Spiritualità e misticismo oggi

di Antonio Gentili

La parola mistico può anche non piacere oggi perché potrebbe risuonare desueta e antiquata. Ma vuole sottolineare l’esperienza: il mistico è colui che fa esperienza di Dio. Un’esperienza di cui potrà parlare solo lasciando spazio al mistero. È come l’esperienza dell’amore: quello che si prova, si può vedere attraverso gli occhi e la felicità, ma difficilmente si può trasmettere con le parole. Mistico quindi è una persona che sperimenta la forza della sua fede e la traduce in vita.

Bruno Moriconi OCD
Docente di teologia spirituale

Poiché il mio intervento verterà sulla dimensione mistica della vita spirituale, partirò da un episodio della mia giovinezza che ebbe il suo contesto qui in Genova, dove la famiglia si era trasferita nell’anteguerra da Carrara a motivo della professione del babbo, direttore didattico di un plesso scolastico che abbracciava tra l’altro le Scuole elementari di via Burlando. Quando l’antico desiderio di consacrarmi al Signore prese corpo, non vidi soluzione migliore se non andare alla ricerca di una vita di totale distacco, per cui decisi di fuggire di casa e di inoltrarmi nell’entro terra genovese alla ricerca di un eremo. La mia fuga di notte tempo, all’insaputa dei familiari (nella mia ingenuità di adolescente ero certo che avrebbero compreso questo gesto!), finí sui giornali. Vi si poteva leggere della «scomparsa veramente misteriosa» da parte di «un mite fanciullo misticamente esaltato, profondamente religioso», deciso com’era di «isolarsi dal mondo».

*Voci archiviate da una raccolta*:
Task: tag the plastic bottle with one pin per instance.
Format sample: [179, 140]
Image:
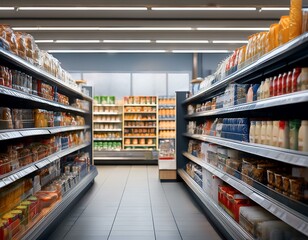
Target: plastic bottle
[249, 97]
[289, 82]
[302, 80]
[283, 135]
[263, 132]
[279, 84]
[271, 87]
[303, 136]
[258, 132]
[269, 133]
[283, 83]
[260, 91]
[294, 128]
[296, 73]
[266, 88]
[252, 131]
[275, 133]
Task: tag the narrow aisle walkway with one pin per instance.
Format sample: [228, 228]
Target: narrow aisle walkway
[130, 203]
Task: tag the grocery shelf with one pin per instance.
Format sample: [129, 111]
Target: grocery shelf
[37, 99]
[139, 105]
[140, 136]
[279, 57]
[295, 219]
[140, 145]
[166, 119]
[37, 230]
[286, 99]
[13, 176]
[106, 113]
[106, 105]
[280, 154]
[39, 73]
[107, 139]
[26, 132]
[166, 106]
[140, 120]
[107, 130]
[140, 127]
[227, 223]
[107, 121]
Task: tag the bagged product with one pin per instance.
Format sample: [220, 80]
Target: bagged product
[273, 37]
[295, 19]
[284, 27]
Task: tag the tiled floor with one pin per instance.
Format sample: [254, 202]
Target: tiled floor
[130, 203]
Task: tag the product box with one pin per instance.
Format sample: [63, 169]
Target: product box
[251, 216]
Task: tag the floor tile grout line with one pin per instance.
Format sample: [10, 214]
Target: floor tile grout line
[172, 212]
[115, 217]
[104, 181]
[151, 202]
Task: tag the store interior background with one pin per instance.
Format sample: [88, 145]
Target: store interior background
[136, 74]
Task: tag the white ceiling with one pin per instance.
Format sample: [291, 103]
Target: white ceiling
[147, 18]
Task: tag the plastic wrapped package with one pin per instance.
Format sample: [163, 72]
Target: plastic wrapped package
[284, 27]
[277, 230]
[273, 37]
[305, 21]
[251, 216]
[295, 19]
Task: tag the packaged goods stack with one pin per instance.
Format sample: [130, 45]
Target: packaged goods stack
[246, 156]
[46, 138]
[166, 136]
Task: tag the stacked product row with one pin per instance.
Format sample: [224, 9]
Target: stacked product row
[291, 134]
[30, 199]
[22, 153]
[293, 81]
[20, 81]
[24, 46]
[286, 179]
[288, 28]
[38, 118]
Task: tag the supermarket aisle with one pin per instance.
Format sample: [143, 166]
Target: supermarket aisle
[130, 203]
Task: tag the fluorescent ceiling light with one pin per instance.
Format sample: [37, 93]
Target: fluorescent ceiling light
[83, 8]
[182, 41]
[56, 28]
[102, 28]
[44, 41]
[201, 51]
[204, 8]
[233, 29]
[229, 41]
[7, 8]
[107, 51]
[127, 41]
[275, 9]
[145, 28]
[77, 41]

*ISTRUZIONI OPERATIVE*:
Nel testo su spiritualità e misticismo, da quale città si era trasferita a Genova la famiglia prima della guerra?

*RISPOSTA CORRETTA*:
Da Carrara.